What to work on:
Echo every line of the listing below word for word, leaving out the pictures.

* BEGIN Material *

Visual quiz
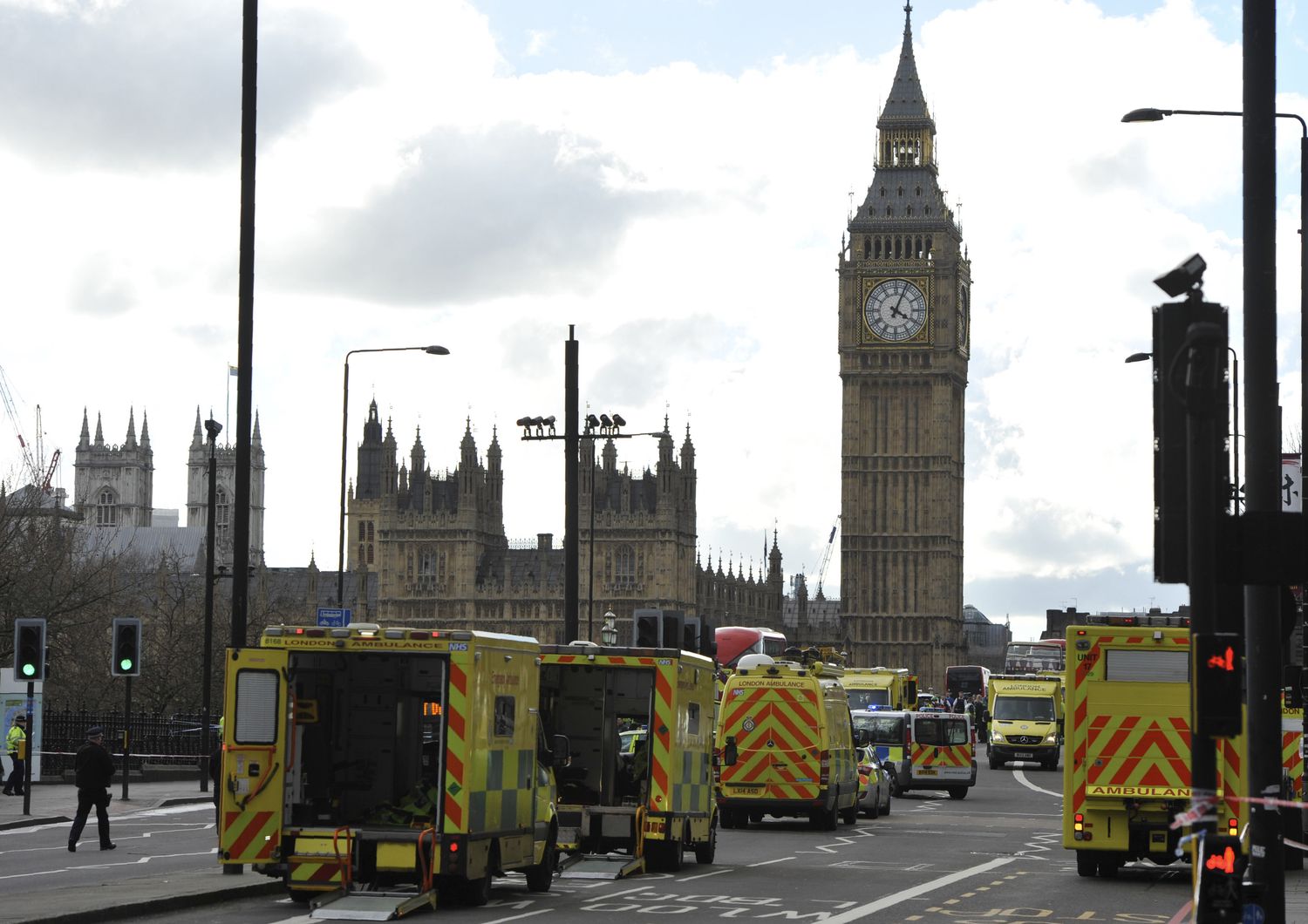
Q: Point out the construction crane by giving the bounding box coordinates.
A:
[0,366,59,494]
[818,515,840,596]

* END Material *

Reply:
Visual quiz
Q: Point out the construction crane by giving the bounding box coordinates.
A:
[0,366,59,494]
[818,515,840,596]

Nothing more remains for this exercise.